[GIVEN TEXT]
============
The US Dollar (USD) is picking up steam again at the start of the US trading session on the back of a batch of strong US data, while traders are hearing signals out of Washington that a plan on the debt ceiling is taking form. The strong US data points confirm the stance of the Fed that inflation remains sticky and possibly another rate hike is acceptable. US President Joe Biden gave more details on Thursday night about the debt talks and reiterated that there will be no default on his watch. 

On the macroeconomic data front,  the Personal Consumption Expenditure (PCE) inflation numbers came out above estimates with most important: the PCE Core Delfator MoM at 0.4% against the previous 0.3% and the YoY at 4.7% against the previous 4.6%. The Fed is right to remain vigilant in terms of sticky inflation as Personal Spending for April jumped from previous 0.0% to 0.8%. The CME Fedwatch tool now prices in a 102% probability for a July hike with only just one rate cut left for this year. This is a seismic shift against the odds from last week with three rate cuts and no hikes at all priced in for the rest of the year. 

Traders are not done yet for this Friday with the University of Michigan expectations and inflation expectations still due at 14:00 GMT. ALthough these are final readings for May, it can still move the needle further in favor of a stronger US Dollar. Should inflation expectations head higher as well, expect to see the DXY consolidate above 104 and see the Greenback print several session’s or weekly highs against some G10 currencies. 

Daily digest: US Dollar to close out the week on a high note

  • PCE Deflator MoM at 0.4% against 0.1% previous / YoY at 4.4% against 4.2% previous. The core PCE stands at 0.4% against 0.3% previous / YoY at 4.7% against 4.6%.
  • US people are spending with Personal Spending at 0.8% against 0.0% previous, while Personal Income increased a touch to 0.4% from 0.3%.
============
[STATED TASK 1]
Extract the US Dollar market report in full, reproducing it word for word.
The text and the rows come from separate sources.

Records
============
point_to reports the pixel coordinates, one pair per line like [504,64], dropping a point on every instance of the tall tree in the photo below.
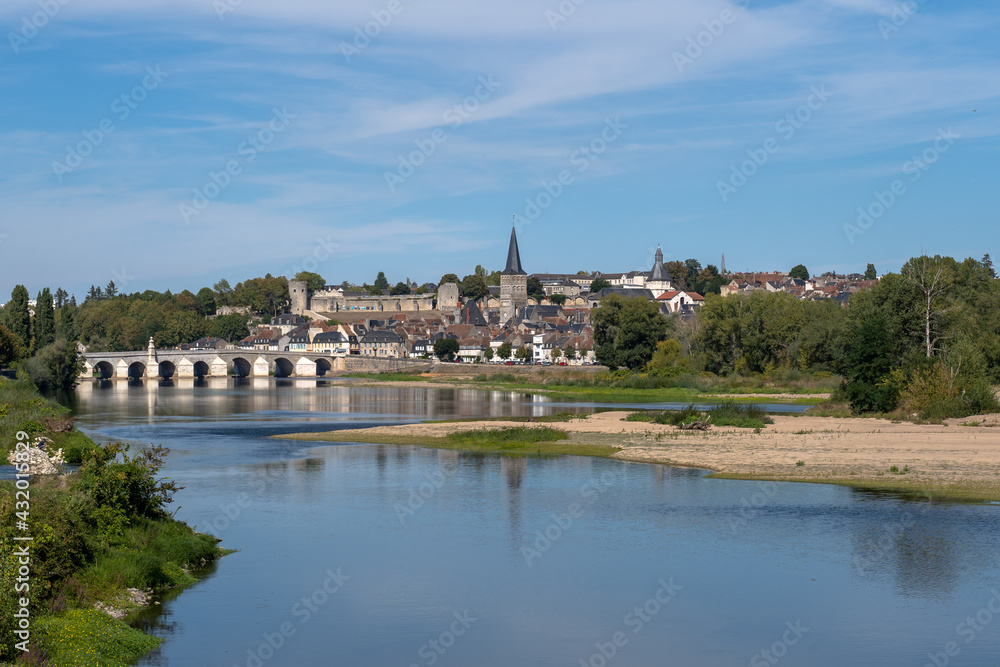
[66,322]
[987,263]
[474,287]
[314,281]
[206,301]
[934,277]
[17,317]
[626,331]
[45,319]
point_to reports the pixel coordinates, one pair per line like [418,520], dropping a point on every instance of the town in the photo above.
[526,319]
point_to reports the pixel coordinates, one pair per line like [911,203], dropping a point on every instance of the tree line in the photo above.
[923,341]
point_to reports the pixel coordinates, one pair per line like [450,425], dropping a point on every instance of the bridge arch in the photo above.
[242,367]
[283,367]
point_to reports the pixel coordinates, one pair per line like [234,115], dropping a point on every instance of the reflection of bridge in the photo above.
[239,363]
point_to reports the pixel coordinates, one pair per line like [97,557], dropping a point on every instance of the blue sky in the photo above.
[408,150]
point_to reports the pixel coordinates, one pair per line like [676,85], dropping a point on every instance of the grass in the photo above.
[728,413]
[23,409]
[87,637]
[517,440]
[970,492]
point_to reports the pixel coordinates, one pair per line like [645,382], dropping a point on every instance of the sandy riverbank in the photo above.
[956,460]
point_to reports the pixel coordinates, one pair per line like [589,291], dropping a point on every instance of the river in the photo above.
[369,555]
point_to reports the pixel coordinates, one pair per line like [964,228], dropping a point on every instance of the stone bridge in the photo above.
[236,362]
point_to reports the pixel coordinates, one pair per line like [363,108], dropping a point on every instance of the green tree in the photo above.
[55,366]
[799,271]
[206,301]
[446,348]
[231,328]
[66,323]
[598,284]
[626,331]
[10,347]
[223,293]
[314,281]
[17,318]
[867,365]
[45,319]
[474,287]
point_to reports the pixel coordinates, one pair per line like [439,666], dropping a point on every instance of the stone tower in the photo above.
[658,280]
[298,294]
[513,282]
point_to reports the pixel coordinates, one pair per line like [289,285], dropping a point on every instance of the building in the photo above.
[513,282]
[331,342]
[382,344]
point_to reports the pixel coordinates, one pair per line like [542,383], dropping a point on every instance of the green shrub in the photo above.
[87,637]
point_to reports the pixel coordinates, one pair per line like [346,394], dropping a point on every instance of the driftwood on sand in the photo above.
[700,425]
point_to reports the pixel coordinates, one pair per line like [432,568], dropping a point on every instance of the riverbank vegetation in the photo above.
[97,533]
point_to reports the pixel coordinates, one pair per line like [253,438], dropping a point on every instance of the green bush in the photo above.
[87,637]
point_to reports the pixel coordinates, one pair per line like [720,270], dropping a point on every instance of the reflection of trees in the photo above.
[913,548]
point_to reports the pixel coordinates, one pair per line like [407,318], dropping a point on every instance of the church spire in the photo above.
[513,256]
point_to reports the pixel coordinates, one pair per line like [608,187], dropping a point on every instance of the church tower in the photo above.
[658,280]
[513,282]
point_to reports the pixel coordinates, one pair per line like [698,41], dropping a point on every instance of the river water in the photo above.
[368,555]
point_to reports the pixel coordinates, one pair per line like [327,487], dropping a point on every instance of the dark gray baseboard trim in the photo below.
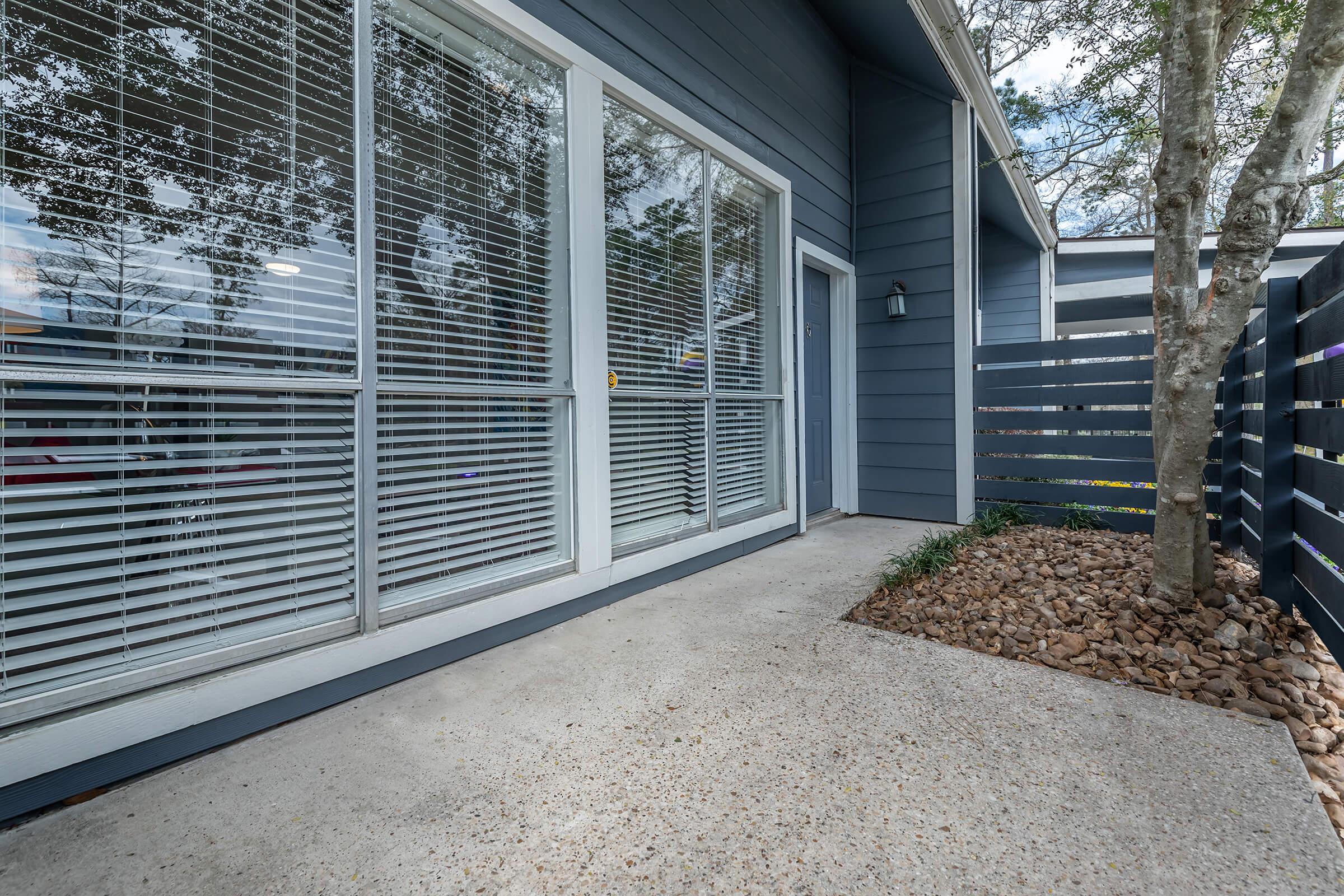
============
[STATED TASK 2]
Copy the rows from the line containing "vegetation in the photo above." through the end of the rows, leaving out any pictures.

[WRITTEN ANSWER 1]
The US Dollar (USD) is picking up steam again at the start of the US trading session on the back of a batch of strong US data, while traders are hearing signals out of Washington that a plan on the debt ceiling is taking form. The strong US data points confirm the stance of the Fed that inflation remains sticky and possibly another rate hike is acceptable. US President Joe Biden gave more details on Thursday night about the debt talks and reiterated that there will be no default on his watch. 

On the macroeconomic data front,  the Personal Consumption Expenditure (PCE) inflation numbers came out above estimates with most important: the PCE Core Delfator MoM at 0.4% against the previous 0.3% and the YoY at 4.7% against the previous 4.6%. The Fed is right to remain vigilant in terms of sticky inflation as Personal Spending for April jumped from previous 0.0% to 0.8%. The CME Fedwatch tool now prices in a 102% probability for a July hike with only just one rate cut left for this year. This is a seismic shift against the odds from last week with three rate cuts and no hikes at all priced in for the rest of the year. 

Traders are not done yet for this Friday with the University of Michigan expectations and inflation expectations still due at 14:00 GMT. ALthough these are final readings for May, it can still move the needle further in favor of a stronger US Dollar. Should inflation expectations head higher as well, expect to see the DXY consolidate above 104 and see the Greenback print several session’s or weekly highs against some G10 currencies. 

Daily digest: US Dollar to close out the week on a high note

  • PCE Deflator MoM at 0.4% against 0.1% previous / YoY at 4.4% against 4.2% previous. The core PCE stands at 0.4% against 0.3% previous / YoY at 4.7% against 4.6%.
  • US people are spending with Personal Spending at 0.8% against 0.0% previous, while Personal Income increased a touch to 0.4% from 0.3%.

[WRITTEN ANSWER 2]
point_to reports the pixel coordinates, one pair per line like [432,568], dropping a point on every instance of the riverbank vegetation in the photo above.
[97,533]
point_to reports the pixel coordinates, one pair per line like [253,438], dropping a point on every instance of the green bush in the photo above.
[87,637]
point_to reports the pixel coordinates, one pair per line like [720,270], dropping a point on every instance of the reflection of trees in the photo above.
[913,548]
point_to reports the pixel coordinates, one pair per line like [407,318], dropping a point on every instance of the church spire in the photo above.
[513,256]
point_to reports the pixel coordinates, one pair per line like [608,187], dropping a point on every instance of the church tower in the photo above.
[658,280]
[513,282]
point_to reports the pixel coordinates, one pair per line like [698,41], dropping a point on every instance of the river water in the photo above.
[368,555]
point_to reports the pixel coordinates, one pair per line like [327,487], dropping a point on every instance of the dark gray baseboard trim in the photo below.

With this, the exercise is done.